[Location annotation dataset excerpts]
BEGIN

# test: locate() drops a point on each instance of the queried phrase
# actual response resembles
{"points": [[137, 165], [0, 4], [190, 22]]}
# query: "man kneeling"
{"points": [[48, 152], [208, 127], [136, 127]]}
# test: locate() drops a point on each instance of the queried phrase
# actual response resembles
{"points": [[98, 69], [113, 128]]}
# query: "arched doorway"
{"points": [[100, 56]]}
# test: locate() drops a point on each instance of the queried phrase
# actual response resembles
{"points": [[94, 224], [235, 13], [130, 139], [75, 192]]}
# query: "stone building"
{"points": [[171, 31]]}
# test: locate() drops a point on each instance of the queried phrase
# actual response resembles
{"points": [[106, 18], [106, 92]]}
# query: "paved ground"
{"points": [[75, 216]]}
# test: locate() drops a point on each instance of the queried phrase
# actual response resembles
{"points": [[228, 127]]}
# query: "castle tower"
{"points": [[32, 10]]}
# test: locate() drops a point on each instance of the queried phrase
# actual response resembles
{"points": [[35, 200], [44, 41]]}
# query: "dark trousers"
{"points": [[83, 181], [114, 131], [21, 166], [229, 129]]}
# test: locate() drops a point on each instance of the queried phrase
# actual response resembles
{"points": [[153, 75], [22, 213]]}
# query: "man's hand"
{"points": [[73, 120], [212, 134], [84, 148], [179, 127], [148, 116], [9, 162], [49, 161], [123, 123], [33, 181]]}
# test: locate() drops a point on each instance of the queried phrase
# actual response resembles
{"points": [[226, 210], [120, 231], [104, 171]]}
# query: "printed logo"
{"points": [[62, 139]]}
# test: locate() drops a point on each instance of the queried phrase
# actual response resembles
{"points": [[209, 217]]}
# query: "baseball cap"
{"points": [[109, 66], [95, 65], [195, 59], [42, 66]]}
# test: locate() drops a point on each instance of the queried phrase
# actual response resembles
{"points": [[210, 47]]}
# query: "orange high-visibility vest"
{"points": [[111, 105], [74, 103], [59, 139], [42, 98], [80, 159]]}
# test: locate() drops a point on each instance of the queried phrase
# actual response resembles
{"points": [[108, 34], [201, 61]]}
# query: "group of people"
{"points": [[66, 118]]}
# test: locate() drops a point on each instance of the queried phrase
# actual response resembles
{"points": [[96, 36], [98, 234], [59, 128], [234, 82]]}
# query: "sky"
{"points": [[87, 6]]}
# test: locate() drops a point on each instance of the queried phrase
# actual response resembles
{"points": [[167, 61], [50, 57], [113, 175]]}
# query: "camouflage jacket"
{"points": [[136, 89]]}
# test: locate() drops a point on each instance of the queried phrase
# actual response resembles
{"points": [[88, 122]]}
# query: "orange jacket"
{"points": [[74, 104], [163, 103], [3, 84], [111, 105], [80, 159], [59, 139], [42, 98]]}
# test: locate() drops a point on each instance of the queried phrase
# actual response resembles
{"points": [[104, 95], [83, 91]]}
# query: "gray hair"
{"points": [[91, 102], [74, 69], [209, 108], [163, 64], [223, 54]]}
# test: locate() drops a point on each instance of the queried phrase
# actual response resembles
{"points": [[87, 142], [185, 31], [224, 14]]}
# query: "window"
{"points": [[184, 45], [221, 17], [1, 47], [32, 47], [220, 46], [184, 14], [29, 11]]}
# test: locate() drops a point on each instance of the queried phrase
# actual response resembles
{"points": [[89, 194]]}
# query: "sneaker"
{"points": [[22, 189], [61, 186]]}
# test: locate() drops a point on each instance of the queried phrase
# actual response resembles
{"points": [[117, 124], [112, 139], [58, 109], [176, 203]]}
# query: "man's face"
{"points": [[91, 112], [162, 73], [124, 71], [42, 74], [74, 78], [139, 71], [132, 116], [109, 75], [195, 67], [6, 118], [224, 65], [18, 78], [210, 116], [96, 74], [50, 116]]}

END

## AIM OF THE EXERCISE
From the records above, extract every line exactly as it stands.

## EXERCISE RESULT
# test: locate() drops a point on each instance of the queried phrase
# actual response resembles
{"points": [[137, 165], [0, 4], [190, 22]]}
# query: "man kneeling"
{"points": [[48, 152], [208, 127], [136, 127]]}
# test: locate() drops a point on each instance of the queried phrase
# actual response resembles
{"points": [[98, 69], [113, 128]]}
# query: "arched doorway"
{"points": [[100, 56]]}
# test: locate() drops a point on each instance of the queried phrase
# actual response resembles
{"points": [[94, 224], [235, 13], [130, 139], [75, 192]]}
# query: "stone building"
{"points": [[171, 31]]}
# test: locate() drops a point on each instance of the queried phrase
# actual response resembles
{"points": [[106, 18], [106, 92]]}
# query: "paved ground"
{"points": [[75, 216]]}
# test: locate() drops a point on each instance of the queried phrase
# actual response resembles
{"points": [[228, 127]]}
# query: "castle tower"
{"points": [[32, 10]]}
# test: locate() drops a point on each instance of the queried phrase
# actual response resembles
{"points": [[35, 200], [44, 41]]}
# query: "dark trousers"
{"points": [[83, 181], [114, 131], [21, 166], [229, 129]]}
# test: locate() drops a point on each instance of the queried phrase
# actual response resembles
{"points": [[153, 75], [22, 213]]}
# query: "man's hand"
{"points": [[73, 120], [212, 134], [84, 148], [179, 127], [148, 116], [9, 162], [49, 161], [123, 123], [33, 181]]}
# test: locate() drops a point on each instance of the queried phrase
# actual response resembles
{"points": [[226, 210], [120, 231], [104, 171]]}
# query: "printed logo"
{"points": [[62, 139]]}
# test: locate() drops a point on each instance of the queried phrase
# actual response resembles
{"points": [[209, 217]]}
# query: "baseball cap"
{"points": [[109, 66], [95, 65], [195, 59], [42, 66]]}
# test: locate() drops a point on each instance of the queried phrase
# actual response resembles
{"points": [[210, 47]]}
# query: "orange high-visibility vest"
{"points": [[111, 105], [74, 103], [59, 139], [42, 98], [80, 159]]}
# test: locate() drops a point on each instance of the queried phrase
# actual response resembles
{"points": [[108, 34], [201, 61]]}
# query: "group of people"
{"points": [[66, 118]]}
# test: locate() drops a point on each instance of the queried phrase
# actual response resembles
{"points": [[96, 36], [98, 234], [59, 128], [234, 82]]}
# query: "sky"
{"points": [[87, 6]]}
# test: locate() drops a point on each instance of the queried phrase
# actual response resembles
{"points": [[167, 61], [50, 57], [113, 175]]}
# query: "camouflage jacket"
{"points": [[136, 89]]}
# test: locate() drops a point on each instance of the queried phrase
# actual response resembles
{"points": [[88, 122]]}
# query: "orange jacket"
{"points": [[74, 104], [163, 103], [3, 84], [111, 105], [80, 159], [59, 139], [42, 98]]}
# test: locate() drops a point on each instance of the queried phrase
# actual response resembles
{"points": [[104, 95], [83, 91]]}
# query: "gray hair"
{"points": [[91, 102], [74, 69], [209, 108], [163, 64], [223, 54]]}
# test: locate() drops a point on each instance of the queried phrase
# actual response resembles
{"points": [[87, 142], [185, 31], [224, 14]]}
# query: "window"
{"points": [[184, 45], [221, 17], [1, 47], [32, 47], [220, 46], [184, 14], [29, 11]]}
# test: locate() drops a point on each instance of the queried phrase
# actual response resembles
{"points": [[89, 194]]}
# query: "sneaker"
{"points": [[22, 189], [61, 186]]}
# test: locate() drops a point on each instance of the queried phrase
# actual response resembles
{"points": [[117, 124], [112, 139], [58, 109], [176, 203]]}
# query: "man's face"
{"points": [[91, 112], [162, 73], [124, 71], [42, 74], [74, 78], [139, 71], [132, 116], [109, 75], [195, 67], [6, 118], [224, 65], [18, 78], [210, 116], [96, 74], [50, 116]]}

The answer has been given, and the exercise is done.